*** Data for review Section Begins ***
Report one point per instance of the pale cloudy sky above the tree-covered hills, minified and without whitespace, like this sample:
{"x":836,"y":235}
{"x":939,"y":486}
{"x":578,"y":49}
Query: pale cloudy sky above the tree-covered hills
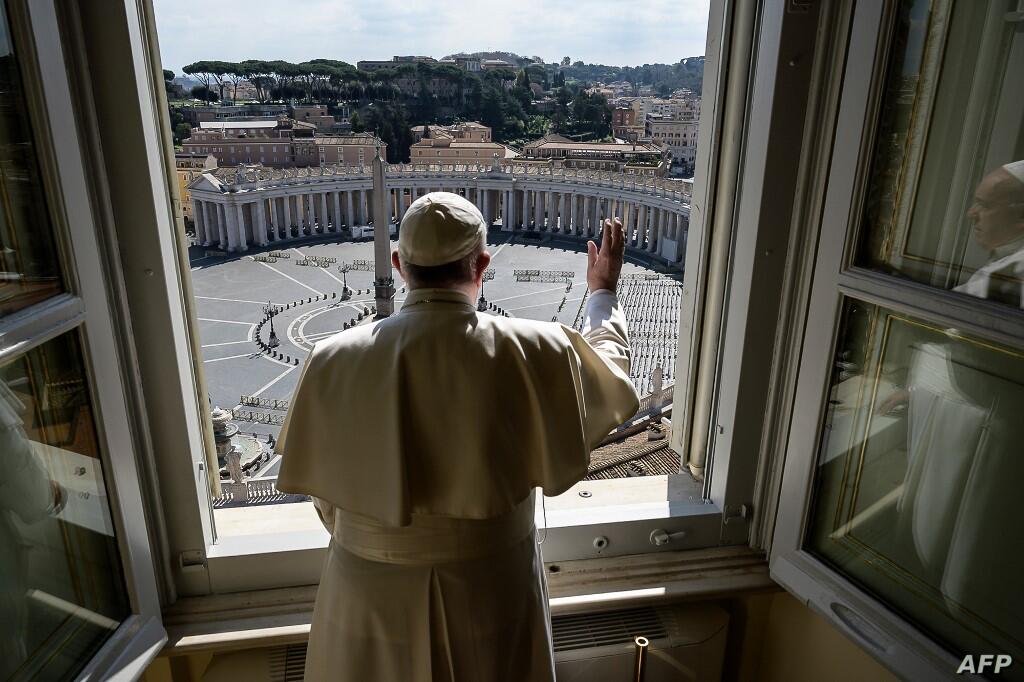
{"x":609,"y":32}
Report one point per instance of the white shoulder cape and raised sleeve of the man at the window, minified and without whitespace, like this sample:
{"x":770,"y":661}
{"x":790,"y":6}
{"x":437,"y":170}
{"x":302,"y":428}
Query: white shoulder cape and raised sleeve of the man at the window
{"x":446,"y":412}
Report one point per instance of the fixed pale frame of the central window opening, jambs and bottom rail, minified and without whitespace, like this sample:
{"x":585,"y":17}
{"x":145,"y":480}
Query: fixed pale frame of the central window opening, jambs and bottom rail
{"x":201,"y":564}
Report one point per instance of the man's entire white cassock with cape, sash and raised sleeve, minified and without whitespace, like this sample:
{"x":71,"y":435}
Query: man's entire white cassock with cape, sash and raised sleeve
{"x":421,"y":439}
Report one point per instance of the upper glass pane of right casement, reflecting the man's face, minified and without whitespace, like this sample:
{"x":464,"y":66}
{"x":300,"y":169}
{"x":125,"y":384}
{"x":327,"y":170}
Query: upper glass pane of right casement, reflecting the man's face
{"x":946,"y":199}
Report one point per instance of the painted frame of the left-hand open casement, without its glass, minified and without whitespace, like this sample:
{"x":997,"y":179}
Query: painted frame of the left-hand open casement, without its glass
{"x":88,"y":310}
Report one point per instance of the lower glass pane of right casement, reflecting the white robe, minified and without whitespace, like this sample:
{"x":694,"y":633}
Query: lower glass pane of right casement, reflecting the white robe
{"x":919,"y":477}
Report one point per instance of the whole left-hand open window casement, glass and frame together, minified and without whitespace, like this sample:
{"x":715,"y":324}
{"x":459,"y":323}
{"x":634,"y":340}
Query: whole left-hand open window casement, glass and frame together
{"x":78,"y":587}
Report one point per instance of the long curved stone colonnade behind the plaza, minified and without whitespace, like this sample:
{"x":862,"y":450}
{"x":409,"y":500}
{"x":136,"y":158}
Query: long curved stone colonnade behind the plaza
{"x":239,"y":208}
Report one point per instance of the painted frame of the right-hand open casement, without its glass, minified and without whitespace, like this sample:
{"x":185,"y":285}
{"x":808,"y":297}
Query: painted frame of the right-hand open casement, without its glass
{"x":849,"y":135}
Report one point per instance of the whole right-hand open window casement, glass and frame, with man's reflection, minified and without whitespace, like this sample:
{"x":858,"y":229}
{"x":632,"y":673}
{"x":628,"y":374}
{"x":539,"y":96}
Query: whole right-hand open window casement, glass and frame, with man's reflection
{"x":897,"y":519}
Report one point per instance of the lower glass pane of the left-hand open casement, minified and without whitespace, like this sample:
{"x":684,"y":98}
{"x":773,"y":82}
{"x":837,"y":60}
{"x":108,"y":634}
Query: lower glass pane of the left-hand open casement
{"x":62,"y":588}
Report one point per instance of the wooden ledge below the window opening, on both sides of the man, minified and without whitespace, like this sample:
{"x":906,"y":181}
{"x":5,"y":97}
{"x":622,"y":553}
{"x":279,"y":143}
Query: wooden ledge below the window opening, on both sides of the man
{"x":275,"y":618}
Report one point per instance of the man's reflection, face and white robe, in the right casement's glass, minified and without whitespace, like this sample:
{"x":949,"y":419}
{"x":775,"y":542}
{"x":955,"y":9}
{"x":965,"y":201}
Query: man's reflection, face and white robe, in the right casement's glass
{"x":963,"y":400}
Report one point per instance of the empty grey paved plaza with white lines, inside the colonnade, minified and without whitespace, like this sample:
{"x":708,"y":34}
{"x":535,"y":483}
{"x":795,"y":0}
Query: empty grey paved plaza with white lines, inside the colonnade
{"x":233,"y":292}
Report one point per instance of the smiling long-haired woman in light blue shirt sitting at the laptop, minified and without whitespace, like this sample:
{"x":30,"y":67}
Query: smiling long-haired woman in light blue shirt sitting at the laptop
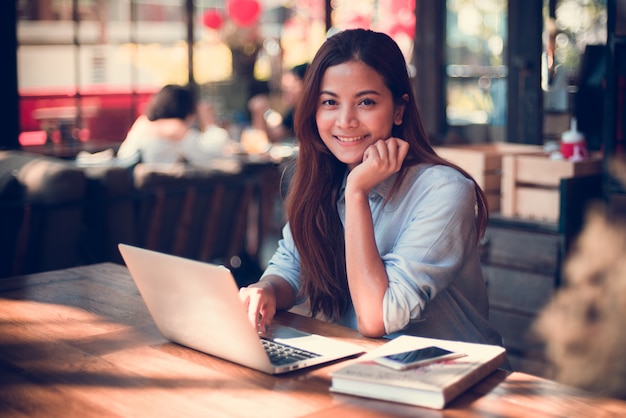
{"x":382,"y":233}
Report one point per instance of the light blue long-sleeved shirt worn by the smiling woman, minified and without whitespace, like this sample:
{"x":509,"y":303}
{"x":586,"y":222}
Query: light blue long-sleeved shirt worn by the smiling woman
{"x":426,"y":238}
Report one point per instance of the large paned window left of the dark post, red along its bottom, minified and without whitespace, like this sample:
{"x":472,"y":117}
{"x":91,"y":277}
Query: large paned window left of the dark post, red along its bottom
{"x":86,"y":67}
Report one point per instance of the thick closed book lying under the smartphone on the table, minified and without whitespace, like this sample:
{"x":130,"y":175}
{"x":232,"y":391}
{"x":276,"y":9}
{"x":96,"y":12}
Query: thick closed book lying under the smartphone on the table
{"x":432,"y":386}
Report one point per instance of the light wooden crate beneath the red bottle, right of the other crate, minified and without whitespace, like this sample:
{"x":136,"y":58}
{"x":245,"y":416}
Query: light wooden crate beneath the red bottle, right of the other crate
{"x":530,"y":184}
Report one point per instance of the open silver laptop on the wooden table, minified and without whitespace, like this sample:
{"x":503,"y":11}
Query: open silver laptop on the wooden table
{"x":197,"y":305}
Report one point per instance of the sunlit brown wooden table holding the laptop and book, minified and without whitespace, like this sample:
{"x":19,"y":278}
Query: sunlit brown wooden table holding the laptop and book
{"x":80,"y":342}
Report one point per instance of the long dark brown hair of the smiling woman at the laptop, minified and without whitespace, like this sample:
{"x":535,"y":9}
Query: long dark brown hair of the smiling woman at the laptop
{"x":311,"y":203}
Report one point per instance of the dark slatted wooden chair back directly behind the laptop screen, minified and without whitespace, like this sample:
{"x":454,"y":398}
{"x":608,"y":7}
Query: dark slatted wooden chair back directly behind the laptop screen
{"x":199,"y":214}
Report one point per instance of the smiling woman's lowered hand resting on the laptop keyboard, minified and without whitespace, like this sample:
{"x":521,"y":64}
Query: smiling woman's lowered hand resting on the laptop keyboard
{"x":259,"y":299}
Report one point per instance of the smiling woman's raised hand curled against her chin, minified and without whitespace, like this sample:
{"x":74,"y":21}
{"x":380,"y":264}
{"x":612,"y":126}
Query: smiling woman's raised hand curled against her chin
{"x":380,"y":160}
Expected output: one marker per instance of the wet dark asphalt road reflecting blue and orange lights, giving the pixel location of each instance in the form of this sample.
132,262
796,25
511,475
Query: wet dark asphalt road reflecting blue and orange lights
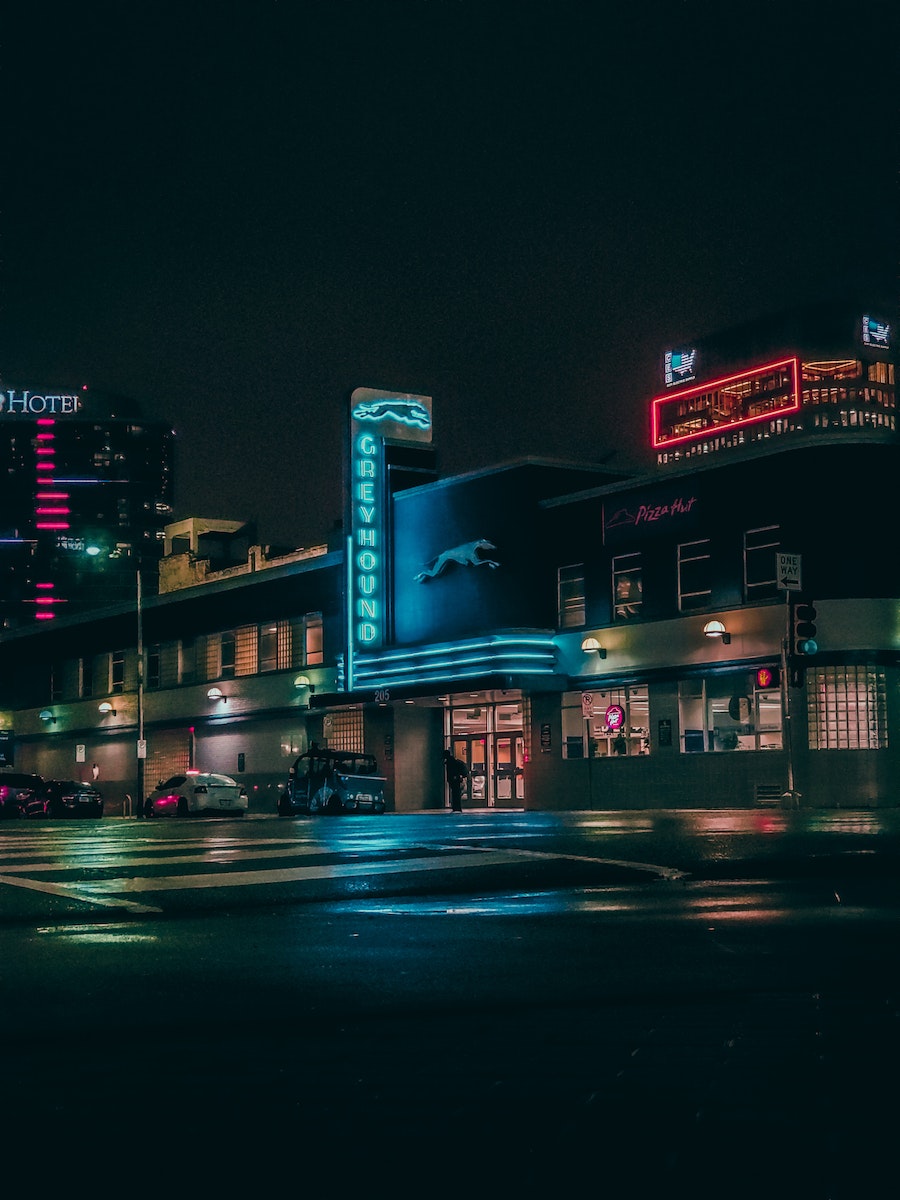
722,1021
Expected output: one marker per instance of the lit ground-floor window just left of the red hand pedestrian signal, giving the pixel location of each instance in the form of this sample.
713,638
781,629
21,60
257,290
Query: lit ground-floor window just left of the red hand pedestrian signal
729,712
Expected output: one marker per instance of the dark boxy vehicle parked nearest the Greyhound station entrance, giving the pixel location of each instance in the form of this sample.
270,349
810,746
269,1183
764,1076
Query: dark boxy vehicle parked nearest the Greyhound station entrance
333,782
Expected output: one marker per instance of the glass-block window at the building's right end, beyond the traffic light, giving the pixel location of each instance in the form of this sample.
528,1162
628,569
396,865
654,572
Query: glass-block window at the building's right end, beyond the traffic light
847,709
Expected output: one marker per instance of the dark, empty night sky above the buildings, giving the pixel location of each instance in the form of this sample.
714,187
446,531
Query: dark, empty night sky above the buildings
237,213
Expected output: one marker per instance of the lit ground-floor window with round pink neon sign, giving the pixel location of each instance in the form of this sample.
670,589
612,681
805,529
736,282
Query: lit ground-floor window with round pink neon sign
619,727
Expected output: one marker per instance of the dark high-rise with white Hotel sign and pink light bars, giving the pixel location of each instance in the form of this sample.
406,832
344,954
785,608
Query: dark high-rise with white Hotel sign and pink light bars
*** Data for review Section Ends ***
**Task instructions**
Write the records out again in full, exactly, and skip every picture.

**Answer section**
Report one point per instance of the pale cloudy sky above the tree-covered hills, minified and without whitespace, like this sample:
{"x":836,"y":235}
{"x":939,"y":486}
{"x":578,"y":49}
Query: pale cloudy sky above the tree-covered hills
{"x":609,"y":32}
Report one point per instance of the white shoulder cape and raised sleeve of the man at the window, minified and without whitespace, like this sample:
{"x":770,"y":661}
{"x":790,"y":6}
{"x":437,"y":170}
{"x":302,"y":428}
Query: white shoulder cape and raised sleeve of the man at the window
{"x":446,"y":412}
Report one point per instance of the fixed pale frame of the central window opening, jambs and bottom rail, minified and without whitespace, like this sample:
{"x":585,"y":17}
{"x":145,"y":480}
Query: fixed pale frame of the central window opening, jambs and bottom rail
{"x":201,"y":564}
Report one point per instance of the man's entire white cassock with cape, sash and raised sleeve, minified and without whitespace, like this sample:
{"x":71,"y":435}
Query: man's entire white cassock with cape, sash and raised sleeve
{"x":421,"y":439}
Report one point per instance of the upper glass pane of right casement, reflecting the man's face, minified and without whitespace, like this sample:
{"x":464,"y":66}
{"x":300,"y":169}
{"x":125,"y":384}
{"x":327,"y":170}
Query: upper glass pane of right casement, reflecting the man's face
{"x":946,"y":199}
Report one point per instance of the painted frame of the left-hand open casement, without its glass, minified and without whitespace, like this sample:
{"x":997,"y":179}
Query: painted frame of the left-hand open casement, without its glass
{"x":88,"y":310}
Report one point per instance of the lower glass pane of right casement, reflecting the white robe, minified and without whitespace, like this sample:
{"x":694,"y":633}
Query: lower glass pane of right casement, reflecting the white robe
{"x":919,"y":477}
Report one point per instance of the whole left-hand open window casement, glass and frame together, minified and without whitespace, like this sample:
{"x":715,"y":324}
{"x":459,"y":323}
{"x":634,"y":340}
Query: whole left-hand open window casement, glass and frame together
{"x":78,"y":587}
Report one point per instance of the long curved stone colonnade behind the plaza, minified and without whitespace, like this sample:
{"x":862,"y":450}
{"x":409,"y":500}
{"x":136,"y":158}
Query: long curved stone colonnade behind the plaza
{"x":239,"y":208}
Report one point per instance of the painted frame of the right-hand open casement, without its glass, minified and without whitespace, like this sample:
{"x":185,"y":285}
{"x":808,"y":297}
Query: painted frame of the right-hand open casement, without its glass
{"x":849,"y":135}
Report one point per instance of the whole right-hand open window casement, glass and frame, with man's reflection, minified and without whitespace, like this sample:
{"x":858,"y":229}
{"x":632,"y":673}
{"x":628,"y":374}
{"x":539,"y":96}
Query: whole right-hand open window casement, glass and frame, with man's reflection
{"x":897,"y":519}
Report one point per instance of the lower glass pane of the left-hand open casement, minified and without whitespace, like this sample:
{"x":684,"y":98}
{"x":773,"y":82}
{"x":837,"y":60}
{"x":108,"y":634}
Query: lower glass pane of the left-hand open casement
{"x":62,"y":588}
Report one point per instance of the wooden ledge below the window opening, on both sides of the man, minified and without whitespace, like this sample:
{"x":906,"y":181}
{"x":5,"y":97}
{"x":622,"y":553}
{"x":279,"y":143}
Query: wooden ledge below the window opening, on both sides of the man
{"x":275,"y":618}
Report one point per instance of the man's reflection, face and white robe, in the right casement's glass, minified and without whitespace, like this sample:
{"x":949,"y":419}
{"x":775,"y":542}
{"x":955,"y":9}
{"x":965,"y":201}
Query: man's reflection, face and white robe, in the right casement's glass
{"x":963,"y":400}
Report one point per instance of the empty grey paved plaza with white lines, inside the colonnade, minified and without whitespace, like this sample:
{"x":708,"y":34}
{"x":535,"y":483}
{"x":795,"y":0}
Query: empty grey paved plaza with white lines, inside the colonnade
{"x":233,"y":292}
Report one point per instance of the smiling long-haired woman in light blue shirt sitting at the laptop, minified and without whitespace, like this sample:
{"x":30,"y":67}
Query: smiling long-haired woman in light blue shirt sitting at the laptop
{"x":382,"y":233}
Report one point per instance of the light blue long-sleeved shirt worn by the smiling woman, minified and without whitespace, like this sample:
{"x":509,"y":303}
{"x":586,"y":222}
Query: light blue long-sleeved shirt worn by the smiling woman
{"x":426,"y":238}
Report one point per instance of the large paned window left of the dark post, red along its bottom, minified and without whitespace, like this sample:
{"x":472,"y":117}
{"x":91,"y":277}
Query: large paned window left of the dark post, red along its bottom
{"x":86,"y":67}
Report one point per instance of the thick closed book lying under the smartphone on the table, minified and without whitespace, like this sample:
{"x":130,"y":175}
{"x":232,"y":391}
{"x":276,"y":9}
{"x":96,"y":12}
Query: thick closed book lying under the smartphone on the table
{"x":432,"y":386}
Report one point per instance of the light wooden crate beneath the red bottle, right of the other crate, minified and without whitespace, like this sample:
{"x":136,"y":58}
{"x":245,"y":416}
Query: light wooden crate beneath the red bottle, right of the other crate
{"x":530,"y":184}
Report one point per instance of the open silver laptop on the wooden table, minified and without whitespace, like this sample:
{"x":503,"y":11}
Query: open silver laptop on the wooden table
{"x":197,"y":305}
Report one point per instance of the sunlit brown wooden table holding the laptop and book, minified and without whitespace, like this sample:
{"x":19,"y":278}
Query: sunlit brown wooden table holding the laptop and book
{"x":80,"y":342}
Report one point per instance of the long dark brown hair of the smiling woman at the laptop, minified and without whitespace, like this sample:
{"x":535,"y":9}
Query: long dark brown hair of the smiling woman at the laptop
{"x":311,"y":203}
Report one point per instance of the dark slatted wooden chair back directly behind the laptop screen, minified and without whitespace, like this sample:
{"x":454,"y":398}
{"x":608,"y":7}
Query: dark slatted wooden chair back directly behind the laptop screen
{"x":199,"y":214}
Report one point per instance of the smiling woman's lowered hand resting on the laptop keyboard, minified and without whitespace, like this sample:
{"x":521,"y":64}
Query: smiling woman's lowered hand resting on the laptop keyboard
{"x":259,"y":299}
Report one point per instance of the smiling woman's raised hand curled against her chin, minified and without whitespace, like this sample:
{"x":74,"y":21}
{"x":380,"y":264}
{"x":612,"y":126}
Query: smiling woman's raised hand curled against her chin
{"x":380,"y":160}
Expected output: one marker per instance of the wet dark asphalt road reflecting blue and orange lights, giving the pixel location of each instance in the form of this sample.
132,262
796,25
511,475
Query: wet dark asphalt road reflecting blue and orange lights
722,1021
Expected output: one marker per instance of the lit ground-floor window just left of the red hand pedestrian signal, giving the pixel location of each instance in the form of this sample.
713,638
781,629
21,60
257,290
Query: lit ground-floor window just left of the red hand pedestrian signal
729,712
Expected output: one marker per instance of the dark boxy vehicle parked nearest the Greyhound station entrance, giving the pixel location of each instance in the form of this sample.
270,349
810,746
269,1183
764,1076
Query: dark boxy vehicle parked nearest the Greyhound station entrance
333,782
Expected output: one marker per instance of the glass-block window at the building's right end, beyond the traffic light, giving the pixel location of each instance in the form of this sample.
528,1162
628,569
396,865
654,572
Query: glass-block window at the building's right end, beyond the traffic light
847,709
Expected output: one marker per instance of the dark, empty night sky above the buildings, giving the pixel location of each instance in the form of this sample.
714,187
446,531
Query: dark, empty night sky above the buildings
237,213
Expected output: one marker per instance of the lit ground-floor window with round pink neon sign, giving the pixel location of each instance in the form of this sample.
670,589
612,681
805,529
736,282
Query: lit ground-floor window with round pink neon sign
619,727
Expected output: one marker per instance of the dark high-rise with white Hotel sign and pink light bars, giving the pixel location of each instance in the form of this sample.
406,832
344,954
785,608
Query: dark high-rise with white Hotel sign and pink light bars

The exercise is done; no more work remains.